## Problem description
Recast the listing below, from its first line through the line containing "Mark the region", inclusive, as a JSON list of strings, one string per line, with blank lines omitted.

## Given records
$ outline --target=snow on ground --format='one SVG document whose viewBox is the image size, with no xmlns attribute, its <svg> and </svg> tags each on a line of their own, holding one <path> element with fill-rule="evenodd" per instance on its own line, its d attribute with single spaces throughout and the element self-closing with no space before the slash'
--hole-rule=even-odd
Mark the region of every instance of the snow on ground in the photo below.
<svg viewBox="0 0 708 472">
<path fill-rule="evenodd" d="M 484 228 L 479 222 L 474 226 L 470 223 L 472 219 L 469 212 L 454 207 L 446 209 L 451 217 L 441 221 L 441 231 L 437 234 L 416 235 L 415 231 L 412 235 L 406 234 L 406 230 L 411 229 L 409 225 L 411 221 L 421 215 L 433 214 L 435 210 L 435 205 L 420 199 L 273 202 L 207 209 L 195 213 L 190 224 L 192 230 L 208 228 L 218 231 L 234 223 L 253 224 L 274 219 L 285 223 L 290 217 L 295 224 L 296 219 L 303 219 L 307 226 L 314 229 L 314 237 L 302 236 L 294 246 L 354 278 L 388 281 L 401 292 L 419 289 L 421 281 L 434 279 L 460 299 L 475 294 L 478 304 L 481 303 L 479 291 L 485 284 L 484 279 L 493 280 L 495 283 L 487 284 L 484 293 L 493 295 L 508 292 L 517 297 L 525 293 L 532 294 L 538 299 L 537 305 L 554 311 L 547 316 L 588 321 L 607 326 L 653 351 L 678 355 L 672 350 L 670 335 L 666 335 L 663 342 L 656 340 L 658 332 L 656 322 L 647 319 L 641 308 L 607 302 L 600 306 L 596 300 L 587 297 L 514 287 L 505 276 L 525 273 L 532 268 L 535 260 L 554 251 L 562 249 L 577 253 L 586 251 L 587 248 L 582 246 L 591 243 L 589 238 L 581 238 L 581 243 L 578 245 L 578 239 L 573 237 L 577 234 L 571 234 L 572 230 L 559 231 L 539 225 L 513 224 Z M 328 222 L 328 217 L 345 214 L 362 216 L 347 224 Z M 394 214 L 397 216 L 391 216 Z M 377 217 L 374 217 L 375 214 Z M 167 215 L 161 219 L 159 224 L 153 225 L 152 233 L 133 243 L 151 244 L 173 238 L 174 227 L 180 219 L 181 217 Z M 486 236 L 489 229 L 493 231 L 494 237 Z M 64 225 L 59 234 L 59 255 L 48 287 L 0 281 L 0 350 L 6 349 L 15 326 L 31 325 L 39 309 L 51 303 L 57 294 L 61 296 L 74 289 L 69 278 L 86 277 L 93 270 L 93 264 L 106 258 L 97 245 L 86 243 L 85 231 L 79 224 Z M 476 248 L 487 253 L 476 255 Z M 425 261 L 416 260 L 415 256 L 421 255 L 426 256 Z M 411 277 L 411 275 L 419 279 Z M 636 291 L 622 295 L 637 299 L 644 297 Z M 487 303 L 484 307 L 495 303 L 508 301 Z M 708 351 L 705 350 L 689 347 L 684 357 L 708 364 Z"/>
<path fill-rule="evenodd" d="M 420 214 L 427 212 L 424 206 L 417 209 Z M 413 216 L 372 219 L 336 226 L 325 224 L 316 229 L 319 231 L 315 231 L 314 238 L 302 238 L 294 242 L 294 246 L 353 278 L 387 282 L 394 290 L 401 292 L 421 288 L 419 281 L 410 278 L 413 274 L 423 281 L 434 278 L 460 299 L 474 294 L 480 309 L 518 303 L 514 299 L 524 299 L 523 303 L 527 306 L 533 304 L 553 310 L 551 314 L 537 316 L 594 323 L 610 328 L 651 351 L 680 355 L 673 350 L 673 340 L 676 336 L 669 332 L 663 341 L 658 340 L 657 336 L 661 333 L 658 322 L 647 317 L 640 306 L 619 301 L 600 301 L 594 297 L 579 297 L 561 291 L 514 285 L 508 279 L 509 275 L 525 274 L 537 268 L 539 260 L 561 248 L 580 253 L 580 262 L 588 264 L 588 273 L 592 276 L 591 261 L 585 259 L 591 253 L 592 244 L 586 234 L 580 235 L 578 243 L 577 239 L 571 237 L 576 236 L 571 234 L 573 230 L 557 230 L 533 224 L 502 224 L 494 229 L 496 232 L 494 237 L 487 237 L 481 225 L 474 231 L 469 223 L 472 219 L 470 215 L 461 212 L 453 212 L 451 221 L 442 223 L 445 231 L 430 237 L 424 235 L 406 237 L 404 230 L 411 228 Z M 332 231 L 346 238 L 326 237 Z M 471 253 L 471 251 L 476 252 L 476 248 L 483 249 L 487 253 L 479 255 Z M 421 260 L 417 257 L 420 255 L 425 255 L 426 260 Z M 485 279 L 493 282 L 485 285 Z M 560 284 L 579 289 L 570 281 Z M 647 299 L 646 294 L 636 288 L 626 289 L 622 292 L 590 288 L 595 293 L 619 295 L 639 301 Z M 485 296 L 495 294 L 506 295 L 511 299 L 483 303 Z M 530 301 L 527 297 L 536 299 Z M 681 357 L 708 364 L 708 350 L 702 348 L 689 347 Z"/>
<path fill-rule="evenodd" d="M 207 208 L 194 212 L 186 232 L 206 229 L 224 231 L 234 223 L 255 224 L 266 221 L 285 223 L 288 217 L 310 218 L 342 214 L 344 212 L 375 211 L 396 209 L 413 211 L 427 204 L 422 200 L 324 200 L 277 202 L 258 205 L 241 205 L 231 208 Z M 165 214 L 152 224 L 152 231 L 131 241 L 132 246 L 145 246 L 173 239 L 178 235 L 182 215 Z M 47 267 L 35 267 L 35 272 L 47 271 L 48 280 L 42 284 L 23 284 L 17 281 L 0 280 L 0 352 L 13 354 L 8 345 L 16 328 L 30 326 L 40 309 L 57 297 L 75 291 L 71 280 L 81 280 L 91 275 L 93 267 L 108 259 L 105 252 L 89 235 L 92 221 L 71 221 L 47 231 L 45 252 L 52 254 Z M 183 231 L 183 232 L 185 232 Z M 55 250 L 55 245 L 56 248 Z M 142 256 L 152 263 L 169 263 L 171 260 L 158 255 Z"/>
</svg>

## Output below
[
  "$ outline --target=snow on ground --format='one SVG document whose viewBox is the image size, with no xmlns attribute, its <svg> and </svg> tags each on a line of their own, holding one <path> element with fill-rule=\"evenodd\" per instance on its own line, its d attribute with single spaces throughout and the element self-closing with no space before the slash'",
  "--hole-rule=even-odd",
  "Mark the region of every instance of the snow on ground in the photo below."
]